— Selected excerpt —
New York Times bestselling author Michael Koryta got the call from the records office at Indiana University shortly before he was scheduled to graduate. Looking back, it’s easy to understand why he overlooked a single core prerequisite.

Koryta was busy writing part-time for the Bloomington Herald-Times, he worked occasionally for a private detective, and in what little spare time he had left, he was writing novels. He did all of this while studying for a degree in criminal justice because he never lost sight of his goal to become a crime fiction writer.

A precocious kid, he can’t recall when the lightbulb flipped on. “I don’t remember a time I wasn’t reading and not wanting to write. That goes back to the earliest part of my childhood,” he says.

Koryta was a college sophomore when he sold his first novel. While shopping his first manuscript, the 19-year-old didn’t tell anyone he was a student for fear they wouldn’t take him seriously. Tonight I Said Goodbye was published the next year. He’d just turned 20, too young to walk up to the bar or rent a car, but old enough to be nominated for an Edgar that year.

His second novel, Sorrow’s Anthem, was published before he was scheduled to graduate. With so much on his plate, it’s easy to forgive him for overlooking that one required course in his curriculum. He was told he couldn’t walk across the stage and pick up his diploma in May 2006.

Koryta in his hometown of Bloomington, Ind.

“They informed me I hadn’t completed my intensive writing requirement.”

That’s right. Indiana University was insisting he complete a writing course (he chose creative writing—go figure) before he could graduate. At the time, his creative writing was already published in 10 languages around the world. So, he spent the summer of 2006 taking a correspondence course to graduate while still writing for the newspaper and working on his third novel.

Indiana University, after all, has its standards.

Koryta has published 17 crime and supernatural novels since his sophomore year. His 18th, NEVER FAR AWAY, launches February 9. It’s the story of a mother who is a witness to a terrible crime that forces her to fake her own death, go into hiding, and give up her family. When her husband dies unexpectedly, and with her children believing she died long ago, she reemerges as their aunt and guardian. In doing so, she inadvertently leaves a trail for an assassin who failed to complete the job the first time.

NEVER FAR AWAY is another example of Koryta’s prolific output at just age 38. He may now be old enough to drink, but he still looks like he gets carded regularly. His early start enabled him as a young man to mingle with some of the great crime writers at various conferences and pick their brains to improve his craft.

“With a little distance, now I look back and see just how bizarre that whole experience was,” he says. “I appreciate how strange I must have seemed to a lot of people.  . . . It just points out to me how so many in our business were so generous to a kid with so many questions. I had the chance to pick the brains of writers who were my heroes and remain my heroes.”

Koryta in Montana’s Beartooth Mountains—a region that frequently shows up in his work

Before he was a novelist, his first mentor was Bob Hammel, a sportswriter at the Bloomington Herald-Times and somewhat of a hero to young Michael, who worked part-time in the sports department during afternoons after high school. “He went well out of his way in terms of time and teaching,” Koryta says.

— Record list —
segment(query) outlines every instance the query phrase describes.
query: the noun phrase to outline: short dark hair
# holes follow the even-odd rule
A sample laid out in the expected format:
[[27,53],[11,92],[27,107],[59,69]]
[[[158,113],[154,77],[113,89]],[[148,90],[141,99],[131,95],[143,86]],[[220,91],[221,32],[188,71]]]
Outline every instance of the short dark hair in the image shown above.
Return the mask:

==

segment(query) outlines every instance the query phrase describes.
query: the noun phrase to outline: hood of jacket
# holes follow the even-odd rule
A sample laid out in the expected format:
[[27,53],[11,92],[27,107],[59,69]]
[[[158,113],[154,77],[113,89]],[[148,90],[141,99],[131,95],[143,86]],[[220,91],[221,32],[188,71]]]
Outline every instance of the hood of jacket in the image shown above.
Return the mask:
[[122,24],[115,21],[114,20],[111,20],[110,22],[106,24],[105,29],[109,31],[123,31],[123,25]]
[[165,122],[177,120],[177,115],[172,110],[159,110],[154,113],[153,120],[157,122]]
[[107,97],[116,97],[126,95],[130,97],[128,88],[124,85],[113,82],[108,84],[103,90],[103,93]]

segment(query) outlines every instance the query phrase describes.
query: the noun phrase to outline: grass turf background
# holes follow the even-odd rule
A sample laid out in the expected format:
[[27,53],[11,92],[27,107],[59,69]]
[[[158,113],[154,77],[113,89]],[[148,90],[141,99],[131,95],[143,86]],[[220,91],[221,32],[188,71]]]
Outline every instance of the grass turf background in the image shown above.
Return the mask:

---

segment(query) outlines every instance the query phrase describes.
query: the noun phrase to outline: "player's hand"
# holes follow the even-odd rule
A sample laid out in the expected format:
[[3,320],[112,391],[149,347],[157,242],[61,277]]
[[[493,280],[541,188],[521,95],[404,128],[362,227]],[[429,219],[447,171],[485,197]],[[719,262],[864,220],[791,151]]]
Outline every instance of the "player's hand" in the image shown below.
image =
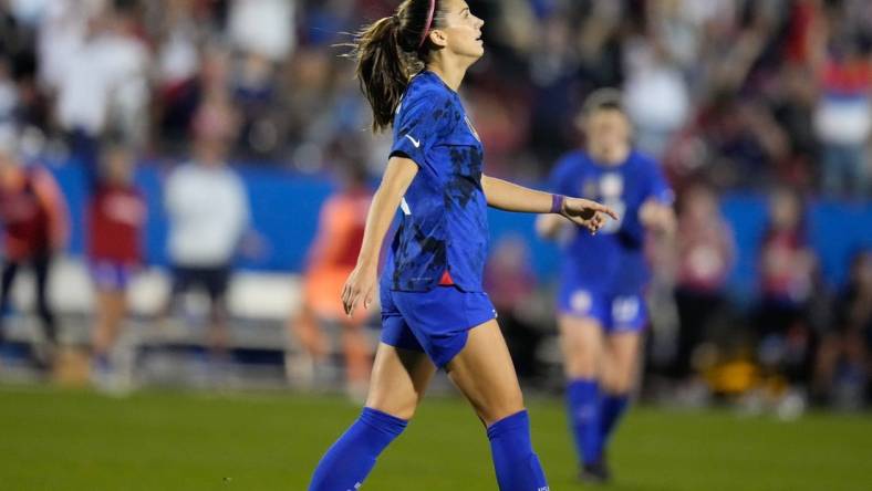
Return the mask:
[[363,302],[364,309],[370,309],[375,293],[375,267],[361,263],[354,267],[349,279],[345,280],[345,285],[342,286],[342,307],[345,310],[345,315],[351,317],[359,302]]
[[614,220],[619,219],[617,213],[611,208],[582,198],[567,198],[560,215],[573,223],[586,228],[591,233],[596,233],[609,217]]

— Given problem A —
Write out the part of the Michael Koryta profile starting at "His second novel, Sorrow’s" and ending at "of Bloomington, Ind.".
— Given problem B —
Pick up the Michael Koryta profile after its final sentence and extend it.

— Response A —
His second novel, Sorrow’s Anthem, was published before he was scheduled to graduate. With so much on his plate, it’s easy to forgive him for overlooking that one required course in his curriculum. He was told he couldn’t walk across the stage and pick up his diploma in May 2006.

Koryta in his hometown of Bloomington, Ind.

— Response B —
“I loved the newsroom. I loved everything about journalism. Being in that environment. . .  There’s no substitute for the pressure of being told we need to have this now. It removes some of the elements of second guessing. . . You trust yourself to step into the darkness with your characters and the blank page becomes more of a friend instead of an enemy.”

On weekends he would write general assignment stories and cover the police beat. “The police beat was the holy grail to me.”

After college he worked for a local private investigator where he’d interned during high school and college. The newspaper wanted him to come on full time but told him he couldn’t continue to work at the same time for the private investigator. He opted for the PI job instead. He’d already proven to himself he could write. Now he was looking for more material for his novels. He was lucky that he didn’t have to gumshoe the wandering-spouse culture. Instead, Bloomington is large enough that he worked insurance fraud cases, wrongful death lawsuits, and even an Innocence Project case where he investigated an innocent man who was wrongfully convicted and sentenced to death.

Koryta makes an appearance at Anderson’s Bookshop in Naperville, Ind., to promote his 2018 thriller How It Happened.

“I had a mix of nuanced, layered cases,” he says. “I had a chance to work on a really wide range of investigations. . . Talk about grist for the mill. Every day was a different experience. Bloomington, in and of itself, was interesting with the university there.”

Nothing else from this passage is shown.